▶ _Task instructions_: Copy the material word for word, starting at the line that contains "sneaker in this photo." and continuing through its final line.

▶ _Recorded data_:
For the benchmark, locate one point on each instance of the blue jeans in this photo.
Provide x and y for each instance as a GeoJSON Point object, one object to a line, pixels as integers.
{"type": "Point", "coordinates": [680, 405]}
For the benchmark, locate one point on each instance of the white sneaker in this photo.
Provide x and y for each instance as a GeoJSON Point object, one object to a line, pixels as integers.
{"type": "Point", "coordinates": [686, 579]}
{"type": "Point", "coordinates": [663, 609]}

▶ _Result for this exercise_:
For the benchmark, locate one point on each instance of the white sneaker in this photo.
Provide x and y for each instance as a GeoJSON Point object, one object to a line, pixels as integers.
{"type": "Point", "coordinates": [686, 579]}
{"type": "Point", "coordinates": [663, 609]}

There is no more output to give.